### [What to do]
Render every line of the records below as a numbered list, omitting any blank lines. Leave the pictures out of your answer.

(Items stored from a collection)
⁂
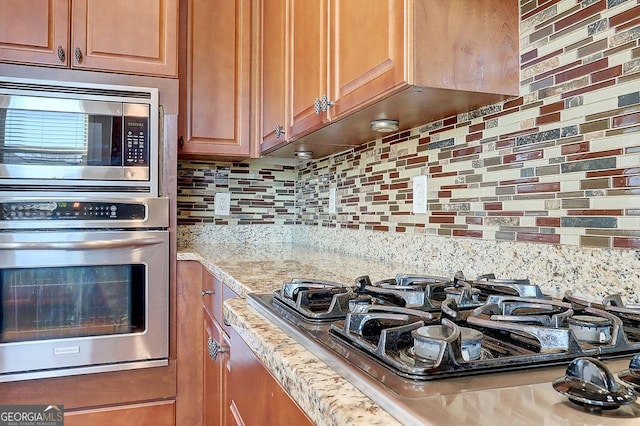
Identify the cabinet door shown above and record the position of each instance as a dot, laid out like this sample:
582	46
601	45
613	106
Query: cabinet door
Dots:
160	413
256	398
308	53
367	51
35	31
214	361
273	79
138	37
215	97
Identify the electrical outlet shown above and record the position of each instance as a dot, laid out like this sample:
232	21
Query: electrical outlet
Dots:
222	203
332	201
420	194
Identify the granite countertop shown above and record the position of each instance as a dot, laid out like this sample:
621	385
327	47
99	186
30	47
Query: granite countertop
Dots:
326	397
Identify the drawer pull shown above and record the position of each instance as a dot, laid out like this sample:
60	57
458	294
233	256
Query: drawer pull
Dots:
61	54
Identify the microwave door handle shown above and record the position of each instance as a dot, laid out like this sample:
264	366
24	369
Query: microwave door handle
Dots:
81	245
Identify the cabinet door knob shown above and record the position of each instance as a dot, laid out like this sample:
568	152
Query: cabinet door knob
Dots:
78	55
214	348
325	103
61	54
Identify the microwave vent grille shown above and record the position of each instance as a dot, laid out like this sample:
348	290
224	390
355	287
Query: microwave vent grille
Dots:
78	90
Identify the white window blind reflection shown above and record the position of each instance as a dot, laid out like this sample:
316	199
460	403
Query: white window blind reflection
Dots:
29	137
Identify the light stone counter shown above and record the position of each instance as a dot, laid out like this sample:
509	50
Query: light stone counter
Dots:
324	395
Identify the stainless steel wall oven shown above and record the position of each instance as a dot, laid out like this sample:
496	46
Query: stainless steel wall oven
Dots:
84	240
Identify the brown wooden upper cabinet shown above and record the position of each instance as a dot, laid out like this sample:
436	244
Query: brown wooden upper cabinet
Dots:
132	37
337	65
215	79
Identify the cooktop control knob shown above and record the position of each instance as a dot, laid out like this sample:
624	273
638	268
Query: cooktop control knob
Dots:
589	383
631	376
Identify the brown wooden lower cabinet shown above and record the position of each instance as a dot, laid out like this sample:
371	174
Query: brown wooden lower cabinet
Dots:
214	361
160	413
220	380
255	397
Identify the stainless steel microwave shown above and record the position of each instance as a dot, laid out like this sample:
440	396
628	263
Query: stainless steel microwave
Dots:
80	138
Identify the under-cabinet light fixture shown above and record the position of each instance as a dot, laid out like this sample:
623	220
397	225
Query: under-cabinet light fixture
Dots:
303	154
385	126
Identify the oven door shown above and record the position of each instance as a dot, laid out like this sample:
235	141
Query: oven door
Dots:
82	301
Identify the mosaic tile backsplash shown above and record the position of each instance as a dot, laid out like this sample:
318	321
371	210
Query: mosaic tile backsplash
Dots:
559	164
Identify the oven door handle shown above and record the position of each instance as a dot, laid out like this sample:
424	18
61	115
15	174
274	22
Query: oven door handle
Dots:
81	245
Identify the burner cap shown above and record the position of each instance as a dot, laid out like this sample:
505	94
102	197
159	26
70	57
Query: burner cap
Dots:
631	376
589	383
429	340
590	328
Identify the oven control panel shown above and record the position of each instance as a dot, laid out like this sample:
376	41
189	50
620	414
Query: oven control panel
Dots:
72	210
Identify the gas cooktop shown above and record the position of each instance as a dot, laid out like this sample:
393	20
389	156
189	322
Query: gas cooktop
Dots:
412	337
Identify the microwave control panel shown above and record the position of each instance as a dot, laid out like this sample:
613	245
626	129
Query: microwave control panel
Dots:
72	210
136	141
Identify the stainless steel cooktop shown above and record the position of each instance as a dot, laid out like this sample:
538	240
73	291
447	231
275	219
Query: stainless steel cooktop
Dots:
411	339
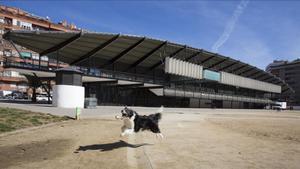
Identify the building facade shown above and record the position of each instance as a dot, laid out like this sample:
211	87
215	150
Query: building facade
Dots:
16	19
290	73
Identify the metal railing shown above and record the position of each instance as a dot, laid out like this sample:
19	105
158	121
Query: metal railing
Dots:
93	72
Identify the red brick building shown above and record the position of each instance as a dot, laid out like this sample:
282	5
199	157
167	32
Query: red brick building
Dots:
17	19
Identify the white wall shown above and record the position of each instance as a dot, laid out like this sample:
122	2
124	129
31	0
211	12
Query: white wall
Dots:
68	96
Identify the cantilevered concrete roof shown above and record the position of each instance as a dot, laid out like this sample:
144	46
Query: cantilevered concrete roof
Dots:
76	48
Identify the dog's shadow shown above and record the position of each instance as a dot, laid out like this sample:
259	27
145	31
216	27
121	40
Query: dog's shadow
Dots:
109	146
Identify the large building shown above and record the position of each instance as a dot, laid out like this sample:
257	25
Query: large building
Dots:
16	19
142	71
290	73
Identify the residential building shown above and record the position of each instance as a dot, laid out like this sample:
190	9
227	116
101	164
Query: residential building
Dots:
12	18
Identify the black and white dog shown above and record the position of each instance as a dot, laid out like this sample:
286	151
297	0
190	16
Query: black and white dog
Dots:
133	122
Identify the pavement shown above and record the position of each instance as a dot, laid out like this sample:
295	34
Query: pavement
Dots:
194	138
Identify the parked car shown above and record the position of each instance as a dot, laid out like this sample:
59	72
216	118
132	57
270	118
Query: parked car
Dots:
42	97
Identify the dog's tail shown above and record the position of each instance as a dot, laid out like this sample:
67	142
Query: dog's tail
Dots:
161	109
156	116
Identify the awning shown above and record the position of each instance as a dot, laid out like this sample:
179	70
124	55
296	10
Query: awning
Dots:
127	52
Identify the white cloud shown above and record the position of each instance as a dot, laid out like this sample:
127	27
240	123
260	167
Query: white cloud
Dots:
230	25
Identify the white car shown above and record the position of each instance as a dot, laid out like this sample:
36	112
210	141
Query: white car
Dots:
42	97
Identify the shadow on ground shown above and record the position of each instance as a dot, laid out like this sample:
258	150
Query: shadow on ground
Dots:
109	146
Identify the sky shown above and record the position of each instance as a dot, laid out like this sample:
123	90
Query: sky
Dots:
253	31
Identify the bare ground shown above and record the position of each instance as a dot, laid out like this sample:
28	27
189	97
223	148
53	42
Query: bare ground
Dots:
192	140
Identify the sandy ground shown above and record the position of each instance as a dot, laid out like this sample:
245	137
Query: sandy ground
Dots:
219	139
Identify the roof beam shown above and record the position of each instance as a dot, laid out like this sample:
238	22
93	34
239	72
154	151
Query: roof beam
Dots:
178	51
268	78
223	68
62	44
245	71
284	90
172	55
124	52
95	50
193	55
207	59
261	75
254	73
146	56
240	67
215	64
⁂
### [Exercise solution]
1. Identify the cabinet door shown above and record the position of each instance as a dot, laid out like this sample:
2. 582	46
3. 601	45
4. 613	106
5. Query: cabinet door
6. Dots:
7. 160	413
8. 256	398
9. 308	53
10. 367	51
11. 35	31
12. 214	361
13. 273	79
14. 138	37
15. 215	97
16. Identify the electrical outlet shown above and record the position of each instance as a dot, laid out like this sample:
17. 232	21
18. Query: electrical outlet
19. Dots:
20. 222	203
21. 332	201
22. 420	194
23. Identify the granite countertop shown above and record the position of each instance as a dot, laid out like this sample:
24. 621	385
25. 327	47
26. 99	186
27. 30	47
28. Query: granite countertop
29. Dots:
30. 326	397
31. Identify the drawer pull shown above and record the position of each instance as a dot, laid out like this sample:
32. 60	57
33. 458	294
34. 233	256
35. Query: drawer pull
36. Dots:
37. 61	54
38. Identify the microwave door handle shown above and record the position of each instance as a dot, laid out like this sample:
39. 264	366
40. 24	369
41. Query: microwave door handle
42. Dots:
43. 81	245
44. Identify the cabinet door knob shown above and record the position of each instance as a dot, laid out like this sample:
45. 568	152
46. Query: cabinet door knob
47. Dots:
48. 78	55
49. 214	348
50. 325	103
51. 61	54
52. Identify the microwave vent grille shown above and record the position of each instance as a dot, laid out like this sample:
53. 348	290
54. 224	390
55. 355	287
56. Query: microwave vent grille
57. Dots:
58. 78	90
59. Identify the white window blind reflection shown above and record the position of each instance as a dot, laid out like this sample:
60. 316	199
61. 460	403
62. Query: white window blind reflection
63. Dots:
64. 29	137
65. Identify the light stone counter shown above and record the position of each instance as a dot, laid out like this sample:
66. 509	50
67. Query: light stone counter
68. Dots:
69. 324	395
70. Identify the stainless steel wall oven shown above and record the position of each instance as a dot, laid out like this sample:
71. 496	46
72. Query: stainless steel wall oven
73. Dots:
74. 84	240
75. Identify the brown wooden upper cabinet shown above and record the position of each instance as a dot, laid out like this sample:
76. 436	244
77. Query: brown wooden upper cabinet
78. Dots:
79. 132	37
80. 337	65
81. 215	79
82. Identify the cooktop control knob shown above and record the position of each instance as a dot, laid out like this sample:
83. 624	273
84. 638	268
85. Query: cooktop control knob
86. Dots:
87. 589	383
88. 631	376
89. Identify the brown wooden lower cabinet shown above and record the position of each instance as a dot, laid out like this sample:
90. 371	174
91. Query: brown wooden lower cabinet
92. Dots:
93. 214	361
94. 160	413
95. 220	380
96. 255	397
97. Identify the stainless steel microwave shown above and record the position of each instance as a dot, laid out like this sample:
98. 440	396
99. 628	263
100. Query: stainless steel microwave
101. Dots:
102. 80	138
103. Identify the under-cabinet light fixture shown above and record the position of each instance as a dot, laid out like this sample:
104. 623	220
105. 397	225
106. Query: under-cabinet light fixture
107. Dots:
108. 303	154
109. 385	126
110. Identify the oven door shown above and record the position of each instance as a dot, laid out like this sample:
111. 235	141
112. Query: oven door
113. Dots:
114. 82	301
115. Identify the mosaic tile backsplash shown above and record the position of each instance as a dot, laid out like this sample:
116. 318	321
117. 371	210
118. Query: mosaic tile backsplash
119. Dots:
120. 559	164
121. Identify the oven door handle shown above and record the position of each instance as a dot, laid out like this sample:
122. 424	18
123. 61	115
124. 15	174
125. 274	22
126. Query: oven door handle
127. Dots:
128. 81	245
129. Identify the burner cap shown above and record the position of each instance as a dot, laid out like this sample:
130. 505	94
131. 102	197
132. 159	26
133. 70	57
134. Query: burner cap
135. Dots:
136. 631	376
137. 589	383
138. 429	340
139. 590	328
140. Identify the oven control panel shown above and record the position of each instance as a dot, laid out like this sample:
141. 376	41
142. 189	50
143. 620	414
144. Query: oven control panel
145. Dots:
146. 72	210
147. Identify the gas cooktop shown above and record the position of each instance as a dot, laid out like this sample:
148. 393	20
149. 389	156
150. 189	322
151. Query: gas cooktop
152. Dots:
153. 412	337
154. Identify the microwave control panel shown above and record the position of each instance as a dot, laid out like this sample:
155. 613	245
156. 626	129
157. Query: microwave control panel
158. Dots:
159. 72	210
160. 136	141
161. Identify the stainless steel cooktop shown above and record the position of each instance as a dot, laid out like this sample:
162. 538	240
163. 73	291
164. 447	231
165. 275	219
166. Query: stainless steel cooktop
167. Dots:
168. 411	339
169. Identify the building facade shown above and record the position of each instance as a dot, laid out like this sample:
170. 211	87
171. 215	150
172. Query: building facade
173. Dots:
174. 16	19
175. 290	73
176. Identify the metal railing shown above and record the position of each instance as a dot, laid out like this sample:
177. 19	105
178. 158	121
179. Query: metal railing
180. Dots:
181. 93	72
182. Identify the red brick building shown above and record the position of each instance as a dot, laid out like this sample:
183. 282	5
184. 199	157
185. 167	32
186. Query: red brick building
187. Dots:
188. 17	19
189. Identify the white wall shown above and record the position of each instance as a dot, laid out like this sample:
190. 122	2
191. 124	129
192. 31	0
193. 211	12
194. Query: white wall
195. Dots:
196. 68	96
197. Identify the cantilevered concrete roof shown above and record the position of each instance as a dot, laid out like this sample:
198. 144	46
199. Query: cantilevered concrete roof
200. Dots:
201. 76	48
202. Identify the dog's shadow shown above and record the position of each instance as a dot, laid out like this sample:
203. 259	27
204. 145	31
205. 216	27
206. 121	40
207. Query: dog's shadow
208. Dots:
209. 109	146
210. Identify the large building shown above and record the position of each instance as a dot, laid out like this sample:
211. 257	25
212. Query: large building
213. Dots:
214. 16	19
215. 142	71
216. 290	73
217. Identify the residential building shown above and record the position of each instance as a dot, laid out like this sample:
218. 190	9
219. 227	116
220. 101	164
221. Query: residential building
222. Dots:
223. 12	18
224. Identify the black and white dog shown above and record the position of each instance as a dot, laid out like this sample:
225. 286	151
226. 297	0
227. 190	16
228. Query: black and white dog
229. Dots:
230. 133	122
231. Identify the pavement shown above and record the position of each instance as a dot, laid out like this sample:
232. 295	34
233. Query: pavement
234. Dots:
235. 194	138
236. Identify the parked car shown above and record the position of each instance as a dot, laid out like this sample:
237. 59	72
238. 216	118
239. 132	57
240. 270	118
241. Query: parked car
242. Dots:
243. 42	97
244. Identify the dog's tail shown above and record the position of each instance as a dot, laid out like this sample:
245. 67	142
246. Query: dog's tail
247. Dots:
248. 161	109
249. 156	116
250. Identify the awning shown above and record the position of each instance as a dot, laid out like this sample:
251. 179	70
252. 124	55
253. 296	10
254. Query: awning
255. Dots:
256. 127	52
257. Identify the white cloud shown above and record the position of each instance as a dot, laid out like this sample:
258. 127	27
259. 240	123
260. 260	167
261. Query: white cloud
262. Dots:
263. 230	25
264. Identify the white car shown above and record the position of each instance as a dot, laid out like this sample:
265. 36	112
266. 210	141
267. Query: white car
268. Dots:
269. 42	97
270. Identify the shadow on ground shown above and record the position of each instance as a dot, laid out like this sample:
271. 258	150
272. Query: shadow on ground
273. Dots:
274. 109	146
275. Identify the sky shown above and record the position of each instance as a dot, laid out like this sample:
276. 123	90
277. Query: sky
278. Dots:
279. 253	31
280. Identify the bare ground shown above and record the position of each instance as a dot, laid out like this sample:
281. 28	27
282. 189	97
283. 223	148
284. 53	42
285. Query: bare ground
286. Dots:
287. 192	140
288. Identify the sandy ground shown above and record the position of each instance as a dot, laid out like this sample:
289. 245	137
290. Query: sandy ground
291. Dots:
292. 219	139
293. Identify the roof beam shown above and record the position of each instance as a dot, laid out like this sample:
294. 238	22
295. 93	34
296. 239	72
297. 154	151
298. Query: roof beam
299. Dots:
300. 178	51
301. 268	78
302. 223	68
303. 62	44
304. 245	71
305. 284	90
306. 172	55
307. 124	52
308. 95	50
309. 193	55
310. 207	59
311. 261	75
312. 254	73
313. 146	56
314. 240	67
315. 215	64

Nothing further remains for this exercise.